* _Problem to work on_:
Starting at the line that contains "[point] every instance of the white", restate each line word for word through the final line of the data, keeping both ends.

* * *

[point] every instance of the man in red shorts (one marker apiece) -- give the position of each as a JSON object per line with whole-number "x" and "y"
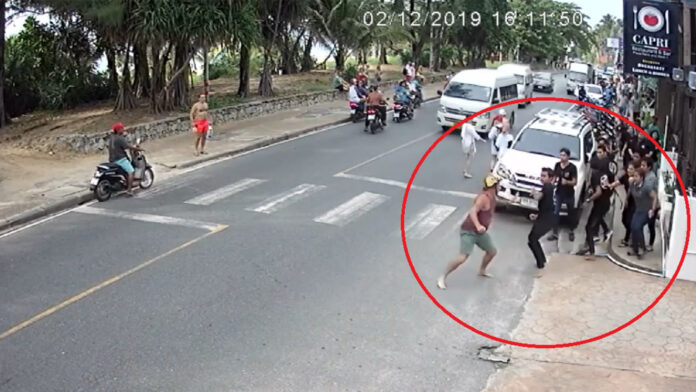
{"x": 199, "y": 123}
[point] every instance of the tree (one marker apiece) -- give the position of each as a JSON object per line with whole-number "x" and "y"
{"x": 338, "y": 24}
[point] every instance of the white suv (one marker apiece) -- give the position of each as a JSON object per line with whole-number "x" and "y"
{"x": 538, "y": 145}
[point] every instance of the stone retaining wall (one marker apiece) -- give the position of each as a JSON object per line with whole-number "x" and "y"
{"x": 95, "y": 142}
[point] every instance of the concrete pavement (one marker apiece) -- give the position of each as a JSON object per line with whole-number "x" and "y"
{"x": 576, "y": 299}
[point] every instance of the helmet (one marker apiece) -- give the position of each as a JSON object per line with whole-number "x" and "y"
{"x": 490, "y": 181}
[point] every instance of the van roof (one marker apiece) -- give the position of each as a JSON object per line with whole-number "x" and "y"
{"x": 514, "y": 67}
{"x": 559, "y": 121}
{"x": 482, "y": 76}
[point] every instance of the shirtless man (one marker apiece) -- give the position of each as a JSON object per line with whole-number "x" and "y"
{"x": 474, "y": 231}
{"x": 199, "y": 123}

* * *

* _Correct output_:
[point] every instance of the white suv (one marker apiece) -- give the position of each as a JSON object per line with whole-number "x" and "y"
{"x": 538, "y": 145}
[point] every instance of the stone retaining wall (one marker apiece) -- give the position of each as a JSON object per line with whole-number "x" and "y"
{"x": 95, "y": 142}
[point] every instance of the concrete pavement (one marker apiece) -- give the position of each as a JSON object per line with whole-number "x" and "y"
{"x": 576, "y": 299}
[point] every instance of the helmet (one marker apiece) -- give the position of each as a JSON object per line with whole-number "x" and "y"
{"x": 490, "y": 181}
[point] every instance of the van roof (one marker apiece) -- give the position of each as a JSON object per line with whole-number "x" and "y"
{"x": 514, "y": 67}
{"x": 559, "y": 121}
{"x": 482, "y": 76}
[point] every instance of the shirtless man (one marker apiece) -- give the position of each as a JSON object per line with whole-number "x" and "y"
{"x": 474, "y": 231}
{"x": 199, "y": 123}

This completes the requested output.